▸ **Task to carry out**
List every line in the items below that contains the word "tree". Case counts.
_ _ _ _ _ _ _
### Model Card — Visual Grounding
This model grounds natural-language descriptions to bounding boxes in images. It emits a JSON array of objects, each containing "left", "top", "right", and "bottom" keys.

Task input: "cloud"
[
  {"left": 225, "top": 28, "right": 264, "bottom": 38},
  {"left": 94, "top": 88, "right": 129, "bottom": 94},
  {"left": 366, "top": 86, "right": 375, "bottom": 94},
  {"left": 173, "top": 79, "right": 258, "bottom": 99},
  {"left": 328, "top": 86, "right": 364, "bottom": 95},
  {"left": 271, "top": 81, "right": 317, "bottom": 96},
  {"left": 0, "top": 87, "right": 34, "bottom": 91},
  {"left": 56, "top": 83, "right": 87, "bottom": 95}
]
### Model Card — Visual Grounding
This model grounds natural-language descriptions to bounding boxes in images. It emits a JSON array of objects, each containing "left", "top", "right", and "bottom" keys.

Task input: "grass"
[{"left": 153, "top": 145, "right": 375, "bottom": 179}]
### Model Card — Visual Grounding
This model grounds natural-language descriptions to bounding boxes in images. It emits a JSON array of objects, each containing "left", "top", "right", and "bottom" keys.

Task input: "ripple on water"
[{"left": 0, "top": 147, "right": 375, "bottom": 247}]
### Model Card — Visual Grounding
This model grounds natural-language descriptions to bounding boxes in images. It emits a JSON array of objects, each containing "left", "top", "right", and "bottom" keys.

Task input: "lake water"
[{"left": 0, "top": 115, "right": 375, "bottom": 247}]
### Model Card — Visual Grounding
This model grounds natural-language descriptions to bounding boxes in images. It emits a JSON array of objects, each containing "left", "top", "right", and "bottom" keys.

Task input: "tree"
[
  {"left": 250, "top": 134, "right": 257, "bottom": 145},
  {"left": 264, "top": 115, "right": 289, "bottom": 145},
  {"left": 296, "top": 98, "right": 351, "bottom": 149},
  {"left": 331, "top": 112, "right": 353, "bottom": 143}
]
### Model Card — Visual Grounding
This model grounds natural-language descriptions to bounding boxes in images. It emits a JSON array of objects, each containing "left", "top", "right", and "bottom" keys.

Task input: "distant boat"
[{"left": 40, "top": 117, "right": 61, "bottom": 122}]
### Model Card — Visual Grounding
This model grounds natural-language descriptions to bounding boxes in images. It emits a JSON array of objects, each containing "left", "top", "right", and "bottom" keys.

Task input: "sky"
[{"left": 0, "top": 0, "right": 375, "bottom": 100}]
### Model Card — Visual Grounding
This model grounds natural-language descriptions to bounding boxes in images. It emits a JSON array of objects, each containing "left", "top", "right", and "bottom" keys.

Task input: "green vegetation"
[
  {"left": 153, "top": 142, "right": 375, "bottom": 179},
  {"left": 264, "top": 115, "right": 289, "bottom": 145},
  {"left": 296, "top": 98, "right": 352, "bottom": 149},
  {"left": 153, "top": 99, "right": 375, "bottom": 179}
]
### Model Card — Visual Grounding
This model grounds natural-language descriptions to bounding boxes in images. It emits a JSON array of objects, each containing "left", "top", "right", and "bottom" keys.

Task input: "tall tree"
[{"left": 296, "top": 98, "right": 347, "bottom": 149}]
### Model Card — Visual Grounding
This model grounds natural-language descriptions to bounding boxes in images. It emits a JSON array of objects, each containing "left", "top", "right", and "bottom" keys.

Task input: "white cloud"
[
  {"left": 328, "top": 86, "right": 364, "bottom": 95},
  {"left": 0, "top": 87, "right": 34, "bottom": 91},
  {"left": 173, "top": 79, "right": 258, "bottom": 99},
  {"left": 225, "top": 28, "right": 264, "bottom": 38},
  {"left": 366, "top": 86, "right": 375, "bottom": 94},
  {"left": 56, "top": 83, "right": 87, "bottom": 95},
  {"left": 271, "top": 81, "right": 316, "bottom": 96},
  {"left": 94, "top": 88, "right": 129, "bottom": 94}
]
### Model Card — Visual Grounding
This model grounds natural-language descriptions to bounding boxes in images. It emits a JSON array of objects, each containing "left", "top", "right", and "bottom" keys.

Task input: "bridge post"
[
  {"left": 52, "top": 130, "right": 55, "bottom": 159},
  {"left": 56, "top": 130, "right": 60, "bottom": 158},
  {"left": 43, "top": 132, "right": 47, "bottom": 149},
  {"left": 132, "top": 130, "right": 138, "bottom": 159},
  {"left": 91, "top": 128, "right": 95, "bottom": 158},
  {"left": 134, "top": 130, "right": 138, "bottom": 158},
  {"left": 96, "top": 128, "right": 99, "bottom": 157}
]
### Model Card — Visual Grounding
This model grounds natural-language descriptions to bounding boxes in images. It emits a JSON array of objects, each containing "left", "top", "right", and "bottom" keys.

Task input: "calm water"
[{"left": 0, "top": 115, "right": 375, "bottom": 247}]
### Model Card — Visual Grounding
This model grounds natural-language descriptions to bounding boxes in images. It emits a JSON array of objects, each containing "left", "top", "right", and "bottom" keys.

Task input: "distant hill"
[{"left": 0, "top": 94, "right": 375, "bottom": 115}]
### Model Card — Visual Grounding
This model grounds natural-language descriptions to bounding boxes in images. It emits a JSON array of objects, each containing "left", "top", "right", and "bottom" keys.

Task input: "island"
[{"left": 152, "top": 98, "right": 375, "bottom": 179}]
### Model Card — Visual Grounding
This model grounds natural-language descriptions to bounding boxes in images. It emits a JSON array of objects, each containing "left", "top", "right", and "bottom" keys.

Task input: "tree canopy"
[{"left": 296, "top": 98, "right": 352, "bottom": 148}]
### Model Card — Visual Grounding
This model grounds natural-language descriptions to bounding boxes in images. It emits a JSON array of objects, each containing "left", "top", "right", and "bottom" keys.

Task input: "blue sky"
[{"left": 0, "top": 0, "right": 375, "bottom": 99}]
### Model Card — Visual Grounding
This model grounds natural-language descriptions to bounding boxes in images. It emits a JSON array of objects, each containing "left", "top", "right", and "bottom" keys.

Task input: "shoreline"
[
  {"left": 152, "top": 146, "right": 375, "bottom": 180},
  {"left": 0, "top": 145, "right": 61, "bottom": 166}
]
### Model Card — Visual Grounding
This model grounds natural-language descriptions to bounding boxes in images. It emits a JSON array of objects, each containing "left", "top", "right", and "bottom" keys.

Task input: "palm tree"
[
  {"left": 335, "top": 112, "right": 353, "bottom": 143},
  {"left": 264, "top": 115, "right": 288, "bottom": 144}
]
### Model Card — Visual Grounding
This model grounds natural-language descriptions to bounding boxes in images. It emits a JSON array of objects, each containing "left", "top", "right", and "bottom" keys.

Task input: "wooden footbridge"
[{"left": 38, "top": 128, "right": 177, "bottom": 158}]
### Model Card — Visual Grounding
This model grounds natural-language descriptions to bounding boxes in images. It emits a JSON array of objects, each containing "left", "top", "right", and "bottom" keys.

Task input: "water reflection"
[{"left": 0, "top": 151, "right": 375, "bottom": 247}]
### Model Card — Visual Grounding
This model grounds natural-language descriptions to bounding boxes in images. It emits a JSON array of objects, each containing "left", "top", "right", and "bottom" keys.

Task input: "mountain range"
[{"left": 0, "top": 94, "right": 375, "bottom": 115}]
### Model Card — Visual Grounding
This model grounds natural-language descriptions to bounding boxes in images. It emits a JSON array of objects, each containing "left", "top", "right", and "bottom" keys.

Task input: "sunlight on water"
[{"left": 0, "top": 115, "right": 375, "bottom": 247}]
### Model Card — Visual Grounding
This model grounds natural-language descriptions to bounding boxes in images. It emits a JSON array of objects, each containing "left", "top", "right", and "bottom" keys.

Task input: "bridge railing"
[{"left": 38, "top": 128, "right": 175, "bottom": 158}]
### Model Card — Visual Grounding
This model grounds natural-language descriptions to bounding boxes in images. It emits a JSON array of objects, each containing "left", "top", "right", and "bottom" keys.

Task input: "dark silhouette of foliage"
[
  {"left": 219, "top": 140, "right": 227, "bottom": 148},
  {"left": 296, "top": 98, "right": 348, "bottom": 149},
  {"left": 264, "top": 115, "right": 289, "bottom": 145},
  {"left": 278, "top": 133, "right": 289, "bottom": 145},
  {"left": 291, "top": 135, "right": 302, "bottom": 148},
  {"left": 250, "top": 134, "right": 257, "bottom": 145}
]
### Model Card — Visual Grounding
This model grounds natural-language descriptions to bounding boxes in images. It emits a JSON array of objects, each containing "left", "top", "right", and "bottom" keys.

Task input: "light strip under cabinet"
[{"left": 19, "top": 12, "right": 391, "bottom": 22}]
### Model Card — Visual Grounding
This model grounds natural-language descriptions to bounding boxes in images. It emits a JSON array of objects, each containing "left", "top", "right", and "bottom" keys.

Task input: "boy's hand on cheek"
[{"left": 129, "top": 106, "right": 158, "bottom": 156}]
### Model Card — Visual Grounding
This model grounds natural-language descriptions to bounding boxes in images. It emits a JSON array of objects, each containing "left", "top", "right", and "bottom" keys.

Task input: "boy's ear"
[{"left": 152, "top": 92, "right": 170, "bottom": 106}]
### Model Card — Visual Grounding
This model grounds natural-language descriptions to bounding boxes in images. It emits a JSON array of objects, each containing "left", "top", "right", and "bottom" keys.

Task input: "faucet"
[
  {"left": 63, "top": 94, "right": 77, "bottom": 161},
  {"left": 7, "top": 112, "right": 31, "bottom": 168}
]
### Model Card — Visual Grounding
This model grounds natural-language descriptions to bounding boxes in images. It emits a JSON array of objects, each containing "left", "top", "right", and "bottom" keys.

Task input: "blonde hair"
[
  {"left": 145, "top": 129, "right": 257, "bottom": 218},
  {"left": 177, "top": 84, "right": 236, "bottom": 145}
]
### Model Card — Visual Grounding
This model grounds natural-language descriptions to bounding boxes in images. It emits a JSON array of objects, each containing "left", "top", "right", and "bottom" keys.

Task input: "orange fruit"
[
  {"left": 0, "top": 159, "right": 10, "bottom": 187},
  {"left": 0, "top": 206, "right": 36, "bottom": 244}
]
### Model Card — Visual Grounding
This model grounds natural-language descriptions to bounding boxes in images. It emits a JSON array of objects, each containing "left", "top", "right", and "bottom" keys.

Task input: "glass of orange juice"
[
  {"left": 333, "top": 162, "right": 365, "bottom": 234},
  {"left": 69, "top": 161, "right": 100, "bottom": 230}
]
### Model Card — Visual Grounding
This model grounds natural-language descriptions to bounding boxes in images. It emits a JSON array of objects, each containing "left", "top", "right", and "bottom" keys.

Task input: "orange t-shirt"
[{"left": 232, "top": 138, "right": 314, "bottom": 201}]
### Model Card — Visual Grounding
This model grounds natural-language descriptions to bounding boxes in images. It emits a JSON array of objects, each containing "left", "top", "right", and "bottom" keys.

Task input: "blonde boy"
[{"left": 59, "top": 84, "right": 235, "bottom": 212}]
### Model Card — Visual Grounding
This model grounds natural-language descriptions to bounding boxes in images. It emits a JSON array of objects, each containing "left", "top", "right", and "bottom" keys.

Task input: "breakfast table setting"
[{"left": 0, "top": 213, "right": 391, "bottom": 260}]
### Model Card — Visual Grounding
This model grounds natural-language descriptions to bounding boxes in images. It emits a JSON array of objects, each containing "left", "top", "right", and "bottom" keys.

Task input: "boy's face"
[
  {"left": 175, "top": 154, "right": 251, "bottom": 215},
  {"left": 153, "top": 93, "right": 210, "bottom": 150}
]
_ _ _ _ _ _ _
▸ **Solution to this task**
Task input: "tree"
Task input: "tall tree"
Task input: "tree canopy"
Task input: "palm tree"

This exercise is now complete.